*GIVEN PROBLEM A:* Count the lines in the records below that contain the string "blue", and reply with only the number.

*DOCUMENT PASSAGE:*
--- --- ---
SECURITY FIRST LIFE INSURANCE COMPANY AND SUBSIDIARIES

NOTES TO CONSOLIDATED FINANCIAL STATEMENTS (continued)



NOTE 1 -- SUMMARY OF SIGNIFICANT ACCOUNTING POLICIES (continued)

CASH AND CASH EQUIVALENTS -- Cash equivalents consist of investments in money
market funds. The carrying amount of cash equivalents approximates fair value.

DEFERRED POLICY ACQUISITION COSTS -- Deferred policy acquisition costs consist
of commissions and other costs of acquiring annuities that vary with and are
primarily related to the acquisition of such business. Deferred policy
acquisition costs are being amortized in proportion to the present value of
estimated future gross margins which includes the impact of realized investment
gains and losses.

POLICYHOLDER LIABILITIES -- Policyholder liabilities for two-tier annuities are
the lower tier account values. Policyholder liabilities for the Company's
single-tier fixed annuity products are the account values. The fair value of
policyholder liabilities is estimated assuming all policyholders surrender their
policies. The carrying amounts and estimated fair values are as follows (in
thousands):
<TABLE>
<CAPTION>

                          Carrying Amount      Estimated Fair Value
                          ---------------      --------------------
<S>                       <C>                  <C>       
December 31, 1997            $2,243,441            $2,172,159
December 31, 1996             2,222,128             2,147,777
</TABLE>

NOTES PAYABLE -- Notes payable are carried at their unpaid balances which
approximate fair value because the interest rates on these notes approximate
market rates.
--- --- ---
Pointing dataset records:
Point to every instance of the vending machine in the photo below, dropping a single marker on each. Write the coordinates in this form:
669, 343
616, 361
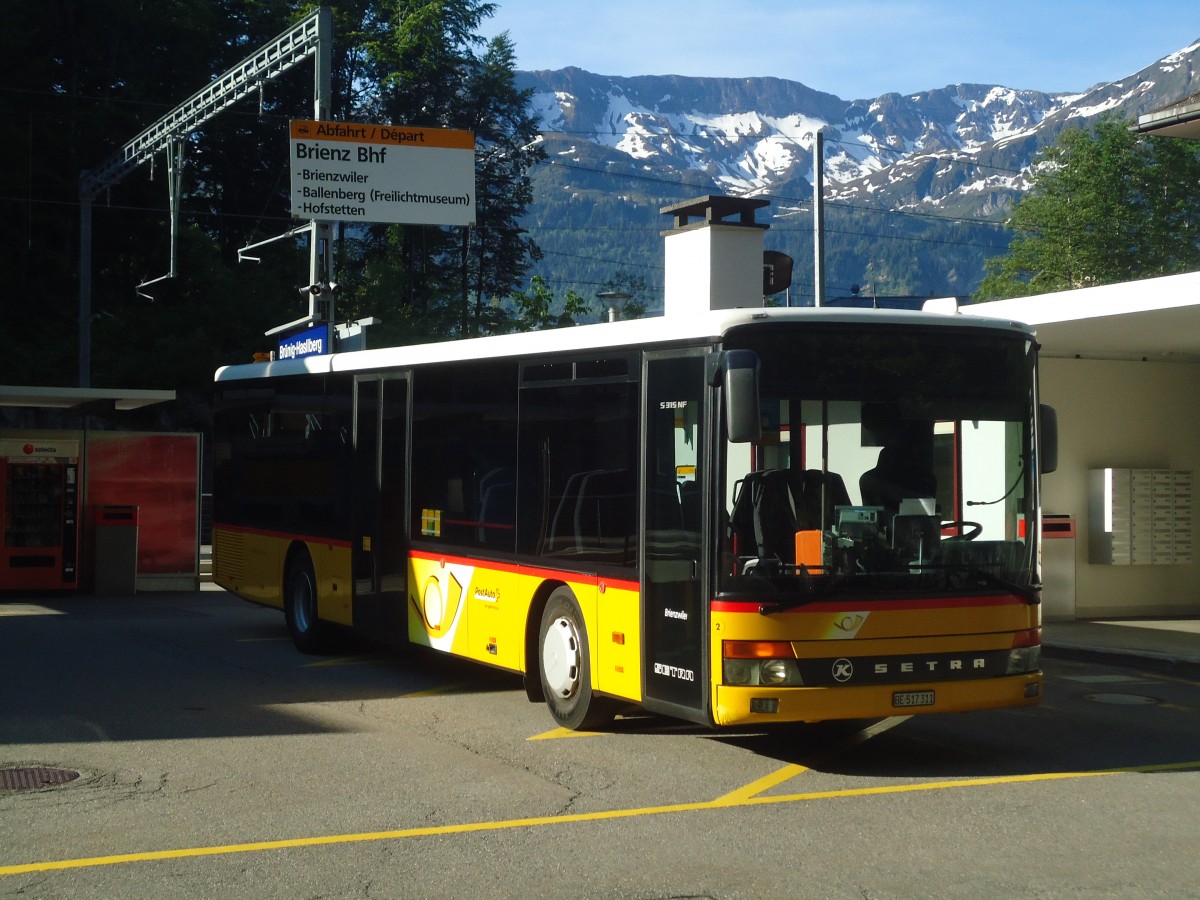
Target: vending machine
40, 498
--- --- ---
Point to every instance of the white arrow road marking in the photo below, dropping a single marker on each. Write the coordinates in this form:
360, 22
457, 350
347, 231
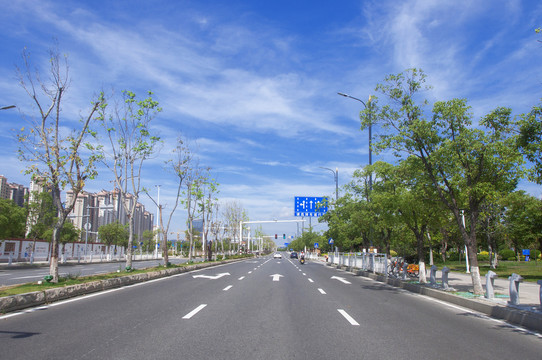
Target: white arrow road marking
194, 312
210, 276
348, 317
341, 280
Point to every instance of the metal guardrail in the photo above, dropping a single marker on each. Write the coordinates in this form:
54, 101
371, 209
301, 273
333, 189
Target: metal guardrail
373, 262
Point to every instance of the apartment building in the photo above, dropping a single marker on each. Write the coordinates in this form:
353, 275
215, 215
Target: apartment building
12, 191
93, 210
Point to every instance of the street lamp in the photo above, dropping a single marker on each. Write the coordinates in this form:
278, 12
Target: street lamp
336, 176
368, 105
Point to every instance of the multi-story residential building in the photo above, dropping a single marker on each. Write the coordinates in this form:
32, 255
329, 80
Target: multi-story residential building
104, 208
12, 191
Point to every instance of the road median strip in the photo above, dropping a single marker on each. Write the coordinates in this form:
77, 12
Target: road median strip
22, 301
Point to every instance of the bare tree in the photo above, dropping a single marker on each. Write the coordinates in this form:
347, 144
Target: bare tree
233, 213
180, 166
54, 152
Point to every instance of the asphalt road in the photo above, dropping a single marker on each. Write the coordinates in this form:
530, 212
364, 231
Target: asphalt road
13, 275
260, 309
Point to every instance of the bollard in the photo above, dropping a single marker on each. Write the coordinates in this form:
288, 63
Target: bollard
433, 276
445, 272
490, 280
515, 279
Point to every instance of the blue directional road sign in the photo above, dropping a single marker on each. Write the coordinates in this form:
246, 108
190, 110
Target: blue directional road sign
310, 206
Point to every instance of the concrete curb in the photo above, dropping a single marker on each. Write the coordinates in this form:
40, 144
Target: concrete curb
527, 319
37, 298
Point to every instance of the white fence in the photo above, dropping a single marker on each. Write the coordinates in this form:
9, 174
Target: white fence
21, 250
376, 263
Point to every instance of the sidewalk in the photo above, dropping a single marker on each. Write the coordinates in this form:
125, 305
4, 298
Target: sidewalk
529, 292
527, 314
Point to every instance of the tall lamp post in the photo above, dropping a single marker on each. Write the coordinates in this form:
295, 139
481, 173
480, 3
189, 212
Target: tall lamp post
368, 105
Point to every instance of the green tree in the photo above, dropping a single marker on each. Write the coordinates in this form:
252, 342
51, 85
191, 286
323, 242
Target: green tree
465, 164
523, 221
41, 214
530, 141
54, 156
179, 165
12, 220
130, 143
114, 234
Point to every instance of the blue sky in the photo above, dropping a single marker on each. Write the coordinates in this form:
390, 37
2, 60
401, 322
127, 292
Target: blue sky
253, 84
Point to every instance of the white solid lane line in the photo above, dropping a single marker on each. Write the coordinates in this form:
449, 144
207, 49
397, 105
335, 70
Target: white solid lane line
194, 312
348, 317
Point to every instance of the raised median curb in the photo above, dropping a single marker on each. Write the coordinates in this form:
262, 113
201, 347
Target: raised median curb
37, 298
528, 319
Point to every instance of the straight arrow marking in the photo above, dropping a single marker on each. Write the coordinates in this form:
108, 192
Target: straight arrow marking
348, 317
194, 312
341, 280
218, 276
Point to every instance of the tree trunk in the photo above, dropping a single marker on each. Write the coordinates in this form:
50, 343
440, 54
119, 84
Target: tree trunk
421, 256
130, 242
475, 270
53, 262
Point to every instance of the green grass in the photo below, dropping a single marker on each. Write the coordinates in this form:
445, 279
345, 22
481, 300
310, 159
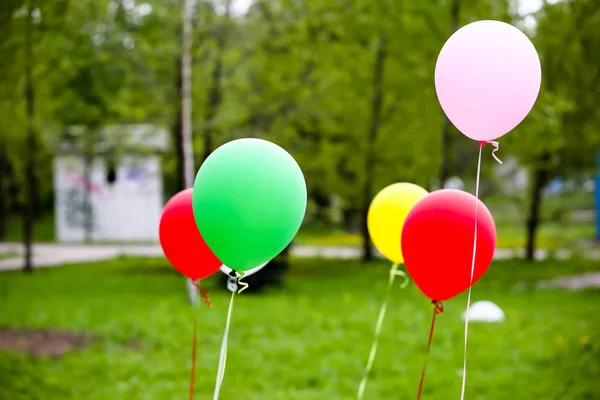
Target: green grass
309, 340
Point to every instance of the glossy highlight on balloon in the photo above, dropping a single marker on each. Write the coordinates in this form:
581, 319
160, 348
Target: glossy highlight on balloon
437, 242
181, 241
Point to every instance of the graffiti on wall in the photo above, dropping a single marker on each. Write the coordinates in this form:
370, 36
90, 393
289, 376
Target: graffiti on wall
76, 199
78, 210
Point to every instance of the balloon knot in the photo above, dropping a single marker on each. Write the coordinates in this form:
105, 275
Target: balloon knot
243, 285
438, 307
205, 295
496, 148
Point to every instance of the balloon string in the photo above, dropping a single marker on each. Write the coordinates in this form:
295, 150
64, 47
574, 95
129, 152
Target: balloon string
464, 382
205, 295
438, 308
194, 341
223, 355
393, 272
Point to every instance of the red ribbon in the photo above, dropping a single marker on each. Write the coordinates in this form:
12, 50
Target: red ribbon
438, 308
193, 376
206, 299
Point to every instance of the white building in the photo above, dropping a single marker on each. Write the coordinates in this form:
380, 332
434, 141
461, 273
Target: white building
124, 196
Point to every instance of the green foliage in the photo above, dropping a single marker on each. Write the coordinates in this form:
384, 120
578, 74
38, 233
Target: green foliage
--- --- ---
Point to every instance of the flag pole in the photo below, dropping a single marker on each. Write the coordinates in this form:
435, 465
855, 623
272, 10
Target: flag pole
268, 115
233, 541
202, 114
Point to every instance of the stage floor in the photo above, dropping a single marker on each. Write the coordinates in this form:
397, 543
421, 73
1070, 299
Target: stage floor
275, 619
--- --- ---
*GIVEN PROBLEM B:* According to the financial statement notes above, what do cash equivalents consist of?

*CORRECT ANSWER A:* 4

*CORRECT ANSWER B:* Investments in money market funds.